■ WRITTEN REQUEST
Select every line in the items below that contains the string "boat", and reproduce each one in full. Treat uppercase and lowercase letters as distinct when matching.

■ DATA LINES
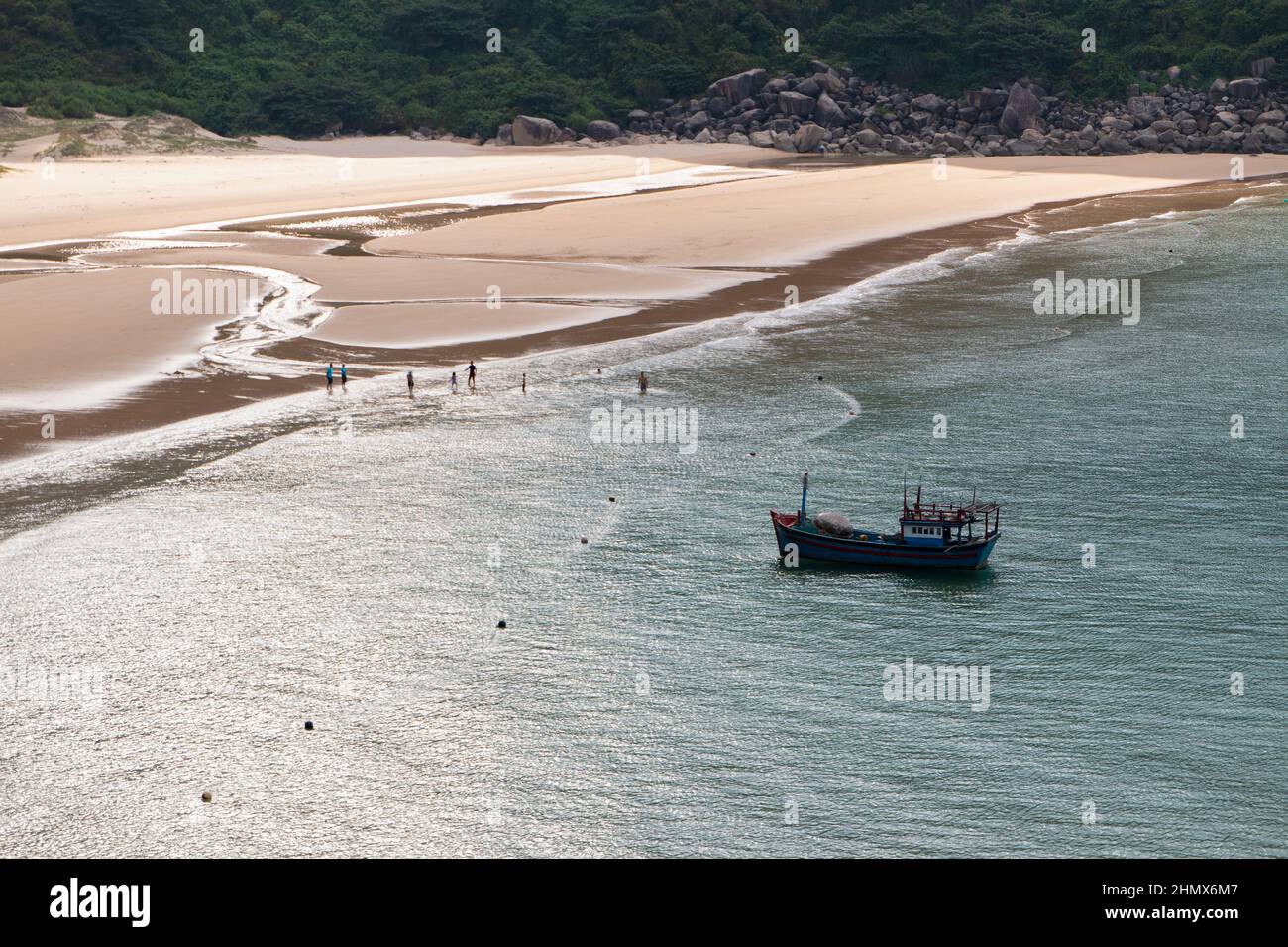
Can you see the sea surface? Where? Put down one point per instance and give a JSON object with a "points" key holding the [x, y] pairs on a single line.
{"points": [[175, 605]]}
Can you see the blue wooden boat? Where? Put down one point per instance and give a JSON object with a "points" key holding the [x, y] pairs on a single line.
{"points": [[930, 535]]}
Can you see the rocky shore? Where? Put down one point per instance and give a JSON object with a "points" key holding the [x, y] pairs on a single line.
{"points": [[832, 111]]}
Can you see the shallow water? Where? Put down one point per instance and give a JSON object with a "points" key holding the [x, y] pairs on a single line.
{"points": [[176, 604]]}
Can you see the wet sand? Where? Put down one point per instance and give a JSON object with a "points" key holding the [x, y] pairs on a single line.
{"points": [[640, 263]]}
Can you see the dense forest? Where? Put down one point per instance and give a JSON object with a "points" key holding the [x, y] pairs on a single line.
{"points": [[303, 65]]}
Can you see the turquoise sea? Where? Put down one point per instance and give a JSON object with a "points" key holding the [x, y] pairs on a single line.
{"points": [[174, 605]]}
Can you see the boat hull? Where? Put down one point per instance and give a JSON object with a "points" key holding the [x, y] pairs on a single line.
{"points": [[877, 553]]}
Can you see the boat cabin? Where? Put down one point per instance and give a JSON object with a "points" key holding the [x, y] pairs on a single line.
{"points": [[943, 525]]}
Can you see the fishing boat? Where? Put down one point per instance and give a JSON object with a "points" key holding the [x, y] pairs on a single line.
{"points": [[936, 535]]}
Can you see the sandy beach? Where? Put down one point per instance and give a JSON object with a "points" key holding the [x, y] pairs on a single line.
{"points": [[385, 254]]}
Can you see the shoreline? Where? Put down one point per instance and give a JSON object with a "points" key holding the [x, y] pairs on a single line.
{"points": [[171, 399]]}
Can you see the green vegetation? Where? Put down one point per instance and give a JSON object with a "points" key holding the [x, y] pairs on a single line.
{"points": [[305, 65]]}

---

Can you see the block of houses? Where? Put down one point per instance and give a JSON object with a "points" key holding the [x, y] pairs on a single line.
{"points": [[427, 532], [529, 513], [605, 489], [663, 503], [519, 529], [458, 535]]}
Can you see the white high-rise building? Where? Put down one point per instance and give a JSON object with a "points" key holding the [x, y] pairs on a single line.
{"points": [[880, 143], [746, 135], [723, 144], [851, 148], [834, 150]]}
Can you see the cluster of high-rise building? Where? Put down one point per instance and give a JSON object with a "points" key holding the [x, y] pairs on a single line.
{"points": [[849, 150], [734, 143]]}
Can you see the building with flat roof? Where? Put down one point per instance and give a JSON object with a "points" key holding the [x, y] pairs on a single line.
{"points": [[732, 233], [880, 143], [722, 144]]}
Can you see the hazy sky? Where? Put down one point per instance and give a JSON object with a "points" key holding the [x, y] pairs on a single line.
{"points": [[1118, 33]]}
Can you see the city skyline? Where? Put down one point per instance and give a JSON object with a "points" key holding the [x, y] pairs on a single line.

■ EXPECTED ANSWER
Can you see the blue wooden boat? Where? Put down one point per instance and give a JSON object with a "points" key holding the [x, y] pairs on a single line.
Can you see the boat hull? Where? Put down one point per instance and give a JSON object with a "points" key holding the [x, y] pairs on a single line.
Can you see the boat cabin? Where? Put down one point per instance and give a JSON object with a "points" key holding the [x, y] pairs on a single line.
Can you see the fishing boat? Where? Put down one point per instance and give a JSON object with a "points" key holding the [x, y] pairs on a single line.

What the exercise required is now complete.